__PROBLEM TO SOLVE__
Swap "photo" for "image" throughout the part that opens with the line containing "Class, locate every instance of the blue backdrop" and runs through the end of the items, keeping everything else unchanged. Leave the pictures out of your answer.

── DATASET ROWS ──

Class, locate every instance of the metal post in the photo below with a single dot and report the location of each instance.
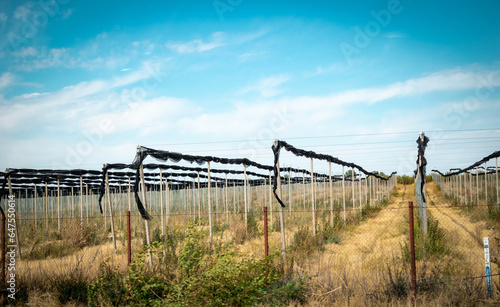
(129, 240)
(266, 238)
(412, 253)
(4, 286)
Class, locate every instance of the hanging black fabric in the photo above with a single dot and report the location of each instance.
(478, 164)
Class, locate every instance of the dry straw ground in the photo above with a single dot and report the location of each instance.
(365, 268)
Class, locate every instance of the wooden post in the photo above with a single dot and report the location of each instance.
(271, 197)
(366, 190)
(110, 206)
(167, 200)
(18, 244)
(81, 200)
(331, 191)
(199, 199)
(304, 186)
(46, 207)
(3, 285)
(128, 195)
(477, 186)
(245, 196)
(36, 205)
(161, 205)
(313, 203)
(290, 192)
(360, 195)
(58, 207)
(266, 242)
(144, 199)
(486, 183)
(470, 187)
(352, 191)
(216, 204)
(209, 202)
(129, 239)
(343, 189)
(496, 176)
(87, 200)
(282, 222)
(412, 253)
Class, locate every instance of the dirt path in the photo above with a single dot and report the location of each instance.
(465, 236)
(371, 245)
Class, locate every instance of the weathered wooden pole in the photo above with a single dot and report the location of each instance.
(110, 206)
(16, 217)
(343, 189)
(496, 176)
(58, 207)
(209, 202)
(486, 183)
(352, 191)
(161, 205)
(331, 190)
(313, 203)
(146, 222)
(282, 222)
(245, 196)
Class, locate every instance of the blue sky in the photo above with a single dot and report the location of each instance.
(84, 83)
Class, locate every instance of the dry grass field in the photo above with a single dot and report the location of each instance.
(364, 266)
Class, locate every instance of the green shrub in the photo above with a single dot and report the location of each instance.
(406, 180)
(433, 245)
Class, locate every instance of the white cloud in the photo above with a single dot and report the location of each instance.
(3, 17)
(21, 12)
(267, 87)
(6, 79)
(253, 118)
(145, 117)
(67, 13)
(197, 45)
(25, 52)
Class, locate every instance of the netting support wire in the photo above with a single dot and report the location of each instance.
(496, 176)
(360, 195)
(144, 200)
(271, 197)
(343, 189)
(58, 207)
(477, 186)
(313, 203)
(225, 200)
(46, 207)
(161, 205)
(486, 182)
(81, 200)
(36, 211)
(277, 177)
(352, 191)
(110, 206)
(18, 245)
(331, 190)
(209, 202)
(245, 196)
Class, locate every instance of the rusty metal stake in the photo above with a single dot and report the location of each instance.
(129, 240)
(412, 254)
(266, 240)
(4, 285)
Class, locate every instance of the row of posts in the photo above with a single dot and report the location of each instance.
(466, 187)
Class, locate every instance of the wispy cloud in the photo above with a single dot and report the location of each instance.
(197, 45)
(21, 12)
(268, 87)
(6, 79)
(323, 109)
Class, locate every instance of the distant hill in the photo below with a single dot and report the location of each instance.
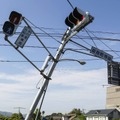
(8, 114)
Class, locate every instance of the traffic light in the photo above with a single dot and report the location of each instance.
(15, 17)
(8, 28)
(78, 19)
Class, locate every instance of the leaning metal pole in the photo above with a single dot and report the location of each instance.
(65, 39)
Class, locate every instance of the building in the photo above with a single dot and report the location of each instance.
(104, 114)
(113, 97)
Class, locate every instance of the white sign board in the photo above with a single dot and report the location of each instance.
(23, 37)
(101, 54)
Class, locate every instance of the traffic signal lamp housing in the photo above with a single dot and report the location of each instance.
(8, 28)
(15, 17)
(78, 19)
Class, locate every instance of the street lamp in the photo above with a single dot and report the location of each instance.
(67, 59)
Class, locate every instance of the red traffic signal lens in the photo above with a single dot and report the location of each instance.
(69, 23)
(77, 14)
(15, 17)
(8, 28)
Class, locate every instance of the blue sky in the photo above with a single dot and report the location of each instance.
(72, 85)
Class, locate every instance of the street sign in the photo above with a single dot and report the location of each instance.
(8, 28)
(114, 73)
(23, 37)
(101, 54)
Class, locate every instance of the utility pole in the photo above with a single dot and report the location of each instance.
(76, 21)
(19, 108)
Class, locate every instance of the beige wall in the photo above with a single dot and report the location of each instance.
(113, 97)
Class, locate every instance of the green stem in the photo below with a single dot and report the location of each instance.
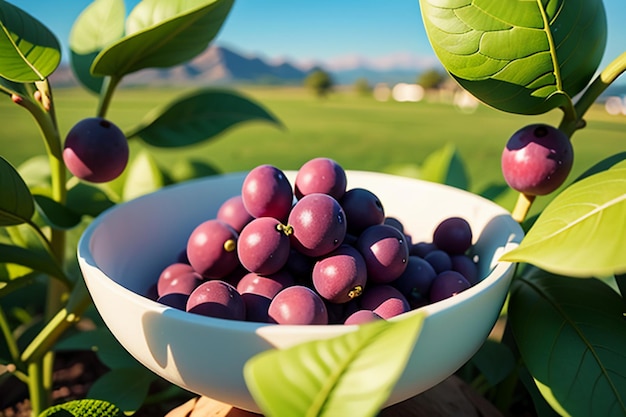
(106, 94)
(612, 71)
(65, 318)
(8, 337)
(39, 396)
(522, 207)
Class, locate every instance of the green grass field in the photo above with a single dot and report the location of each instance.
(358, 132)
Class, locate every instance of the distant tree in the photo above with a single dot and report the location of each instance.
(362, 86)
(431, 79)
(319, 81)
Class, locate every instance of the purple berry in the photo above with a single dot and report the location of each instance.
(298, 305)
(263, 246)
(363, 209)
(218, 299)
(266, 192)
(319, 224)
(320, 175)
(385, 251)
(537, 159)
(211, 249)
(95, 150)
(453, 235)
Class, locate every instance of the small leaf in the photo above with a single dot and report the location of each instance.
(83, 408)
(525, 57)
(352, 374)
(197, 117)
(55, 214)
(34, 260)
(572, 336)
(445, 166)
(582, 232)
(98, 26)
(163, 33)
(16, 202)
(29, 50)
(126, 388)
(144, 176)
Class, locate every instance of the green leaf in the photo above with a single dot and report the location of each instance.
(127, 388)
(38, 261)
(445, 166)
(197, 117)
(143, 176)
(525, 57)
(582, 232)
(56, 214)
(87, 199)
(163, 33)
(29, 50)
(352, 374)
(16, 202)
(98, 26)
(572, 336)
(83, 408)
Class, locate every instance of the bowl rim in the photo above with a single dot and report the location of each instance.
(86, 260)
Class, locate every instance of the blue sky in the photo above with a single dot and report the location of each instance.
(321, 30)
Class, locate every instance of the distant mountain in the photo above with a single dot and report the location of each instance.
(219, 65)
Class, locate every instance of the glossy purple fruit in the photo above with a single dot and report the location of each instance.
(453, 235)
(234, 213)
(341, 275)
(263, 246)
(257, 292)
(298, 305)
(212, 249)
(416, 279)
(363, 209)
(439, 259)
(362, 317)
(216, 298)
(95, 150)
(320, 175)
(537, 159)
(447, 284)
(384, 300)
(385, 251)
(178, 278)
(266, 192)
(319, 224)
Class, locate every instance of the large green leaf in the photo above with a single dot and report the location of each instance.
(16, 202)
(572, 336)
(98, 26)
(582, 232)
(352, 374)
(519, 56)
(35, 260)
(197, 117)
(29, 50)
(163, 33)
(56, 214)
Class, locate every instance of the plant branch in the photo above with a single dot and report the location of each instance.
(8, 337)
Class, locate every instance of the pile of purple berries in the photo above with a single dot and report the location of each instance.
(313, 253)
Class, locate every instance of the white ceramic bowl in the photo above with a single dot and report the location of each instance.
(122, 252)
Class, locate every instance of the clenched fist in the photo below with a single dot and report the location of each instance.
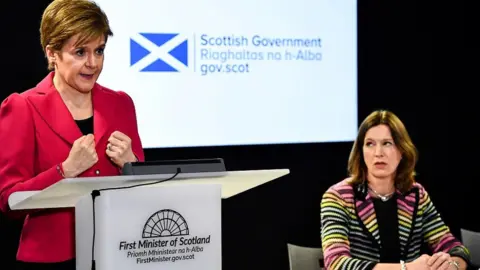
(119, 149)
(82, 156)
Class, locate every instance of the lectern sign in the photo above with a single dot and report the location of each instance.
(165, 238)
(170, 227)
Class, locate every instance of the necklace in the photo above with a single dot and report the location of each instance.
(382, 197)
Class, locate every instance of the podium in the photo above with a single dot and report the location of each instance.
(147, 222)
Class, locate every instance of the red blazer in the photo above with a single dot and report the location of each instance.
(37, 132)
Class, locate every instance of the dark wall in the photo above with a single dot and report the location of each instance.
(401, 68)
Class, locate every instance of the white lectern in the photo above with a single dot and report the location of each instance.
(173, 224)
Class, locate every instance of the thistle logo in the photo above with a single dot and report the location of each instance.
(158, 52)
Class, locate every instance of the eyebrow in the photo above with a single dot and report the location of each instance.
(83, 46)
(387, 139)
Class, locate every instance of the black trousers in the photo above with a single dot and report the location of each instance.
(68, 265)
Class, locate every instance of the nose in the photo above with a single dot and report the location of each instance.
(92, 61)
(378, 150)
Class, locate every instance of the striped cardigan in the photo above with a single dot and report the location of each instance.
(349, 229)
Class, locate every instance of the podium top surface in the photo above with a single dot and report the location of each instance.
(67, 192)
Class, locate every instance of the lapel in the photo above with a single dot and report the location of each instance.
(407, 205)
(55, 113)
(406, 211)
(102, 113)
(366, 212)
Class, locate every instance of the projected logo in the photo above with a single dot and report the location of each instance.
(159, 52)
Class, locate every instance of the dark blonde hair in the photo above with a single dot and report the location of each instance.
(63, 19)
(405, 174)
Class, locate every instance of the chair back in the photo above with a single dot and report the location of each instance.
(471, 240)
(305, 258)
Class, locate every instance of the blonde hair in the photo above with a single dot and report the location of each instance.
(63, 19)
(405, 174)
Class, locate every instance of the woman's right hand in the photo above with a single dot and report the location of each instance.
(82, 156)
(421, 263)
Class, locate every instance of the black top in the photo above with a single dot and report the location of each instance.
(387, 219)
(85, 125)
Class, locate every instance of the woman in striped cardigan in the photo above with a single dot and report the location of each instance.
(380, 217)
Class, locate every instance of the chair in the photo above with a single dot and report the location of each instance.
(304, 258)
(471, 240)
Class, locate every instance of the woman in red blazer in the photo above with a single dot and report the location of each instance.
(66, 126)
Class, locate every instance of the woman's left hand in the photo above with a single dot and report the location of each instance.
(441, 261)
(119, 149)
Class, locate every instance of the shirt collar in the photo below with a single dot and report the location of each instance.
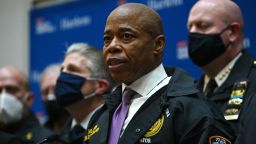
(146, 83)
(221, 77)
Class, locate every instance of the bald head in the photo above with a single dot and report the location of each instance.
(144, 16)
(15, 82)
(10, 72)
(227, 10)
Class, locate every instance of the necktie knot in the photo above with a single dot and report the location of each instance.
(127, 95)
(119, 116)
(211, 86)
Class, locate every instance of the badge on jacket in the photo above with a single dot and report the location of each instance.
(235, 101)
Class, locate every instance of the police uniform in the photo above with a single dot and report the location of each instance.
(247, 122)
(231, 95)
(174, 114)
(64, 135)
(29, 130)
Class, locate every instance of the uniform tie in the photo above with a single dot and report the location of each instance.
(211, 86)
(119, 116)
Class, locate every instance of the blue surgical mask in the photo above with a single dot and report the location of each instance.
(68, 89)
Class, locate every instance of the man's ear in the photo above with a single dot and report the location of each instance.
(160, 42)
(29, 98)
(235, 30)
(102, 86)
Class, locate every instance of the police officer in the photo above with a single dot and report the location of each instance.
(80, 87)
(153, 104)
(216, 46)
(16, 118)
(57, 115)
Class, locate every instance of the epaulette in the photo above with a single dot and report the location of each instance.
(254, 63)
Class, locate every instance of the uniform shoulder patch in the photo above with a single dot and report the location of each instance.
(156, 127)
(218, 140)
(29, 136)
(91, 132)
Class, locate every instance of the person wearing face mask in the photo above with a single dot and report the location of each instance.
(216, 46)
(57, 115)
(16, 118)
(80, 88)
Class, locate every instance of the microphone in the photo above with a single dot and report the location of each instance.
(49, 139)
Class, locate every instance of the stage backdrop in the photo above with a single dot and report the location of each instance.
(53, 29)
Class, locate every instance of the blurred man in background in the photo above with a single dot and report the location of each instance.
(216, 46)
(80, 87)
(16, 118)
(57, 115)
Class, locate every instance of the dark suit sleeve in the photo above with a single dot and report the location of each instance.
(199, 122)
(6, 138)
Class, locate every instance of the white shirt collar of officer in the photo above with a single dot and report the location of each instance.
(144, 85)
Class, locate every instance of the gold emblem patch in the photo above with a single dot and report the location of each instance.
(156, 127)
(218, 140)
(91, 132)
(29, 136)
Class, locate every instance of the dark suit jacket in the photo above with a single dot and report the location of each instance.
(244, 69)
(176, 114)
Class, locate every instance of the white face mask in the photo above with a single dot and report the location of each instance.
(89, 95)
(11, 108)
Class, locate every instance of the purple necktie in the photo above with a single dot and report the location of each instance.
(119, 117)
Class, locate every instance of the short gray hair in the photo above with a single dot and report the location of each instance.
(94, 60)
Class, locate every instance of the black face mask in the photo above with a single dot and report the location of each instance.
(68, 89)
(54, 110)
(204, 48)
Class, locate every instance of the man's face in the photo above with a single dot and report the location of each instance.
(48, 84)
(74, 63)
(205, 17)
(128, 48)
(12, 83)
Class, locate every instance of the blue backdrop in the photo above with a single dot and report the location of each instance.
(52, 29)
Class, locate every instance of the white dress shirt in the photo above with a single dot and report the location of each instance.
(145, 87)
(221, 77)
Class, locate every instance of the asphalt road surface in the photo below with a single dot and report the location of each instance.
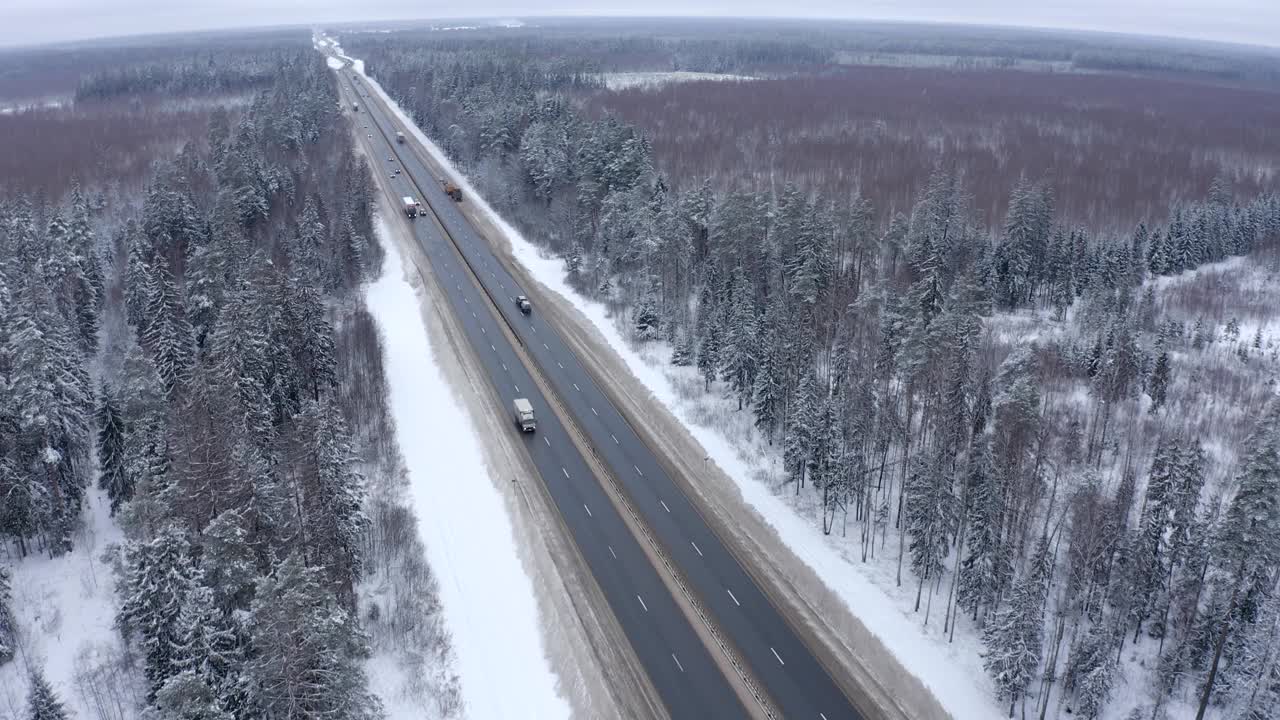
(690, 684)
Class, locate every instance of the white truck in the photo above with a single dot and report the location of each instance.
(412, 208)
(525, 415)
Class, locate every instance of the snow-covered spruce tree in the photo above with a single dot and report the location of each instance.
(929, 516)
(42, 703)
(1247, 546)
(168, 336)
(1091, 671)
(1157, 386)
(113, 475)
(159, 577)
(1014, 636)
(333, 493)
(146, 450)
(306, 651)
(739, 355)
(8, 623)
(986, 566)
(801, 428)
(208, 659)
(50, 400)
(767, 391)
(1255, 670)
(186, 697)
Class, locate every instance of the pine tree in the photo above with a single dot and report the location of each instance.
(740, 352)
(306, 651)
(208, 659)
(8, 623)
(159, 578)
(1247, 546)
(986, 566)
(1255, 670)
(929, 518)
(709, 343)
(682, 355)
(1157, 387)
(168, 336)
(1091, 671)
(114, 477)
(801, 428)
(186, 697)
(645, 319)
(333, 496)
(42, 703)
(1014, 636)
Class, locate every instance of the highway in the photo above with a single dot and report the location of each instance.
(689, 682)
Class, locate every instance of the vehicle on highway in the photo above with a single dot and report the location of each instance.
(525, 415)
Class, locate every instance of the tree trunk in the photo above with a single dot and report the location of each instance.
(1217, 647)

───

__CORRECT ANSWER__
Class, locate every instance of the blue backdrop in the image above with a single dot and report the location of each instance.
(52, 29)
Class, locate every instance of the white dress shirt in the image above with a single dot and report the location of each instance.
(145, 87)
(221, 77)
Class, locate every instance of the asphalt road surface in the image below with a single dot and report the location of each instance.
(690, 684)
Class, locate every instance of the white truck in the image above with a single dot and report the location of each instance.
(412, 208)
(525, 415)
Class, locate every instance of the snow-covered spruce tree in the image above with a single dot and report the location of each instance.
(929, 516)
(42, 703)
(1247, 546)
(168, 336)
(1091, 671)
(1157, 386)
(113, 475)
(159, 577)
(1014, 636)
(333, 493)
(146, 450)
(306, 651)
(739, 355)
(8, 623)
(986, 566)
(801, 428)
(208, 659)
(50, 400)
(767, 391)
(1255, 670)
(186, 697)
Class, locate every instance of the pine tree in the image above with a single dot and report the location of each instance.
(740, 352)
(306, 651)
(208, 659)
(8, 623)
(159, 578)
(1247, 546)
(986, 566)
(1255, 670)
(929, 518)
(709, 343)
(682, 355)
(1157, 387)
(168, 336)
(1091, 671)
(114, 477)
(801, 428)
(186, 697)
(645, 319)
(333, 496)
(42, 703)
(1014, 636)
Class, locate every instance of the highway in the image above with a single dot and report the location of each instance.
(689, 682)
Class, locate every instance of the vehicle on highway in the image above with a single dot and report the location of each instance.
(525, 415)
Class, locate every instance of the tree trunk in the image above with a single dot and report the location of each instance.
(1217, 647)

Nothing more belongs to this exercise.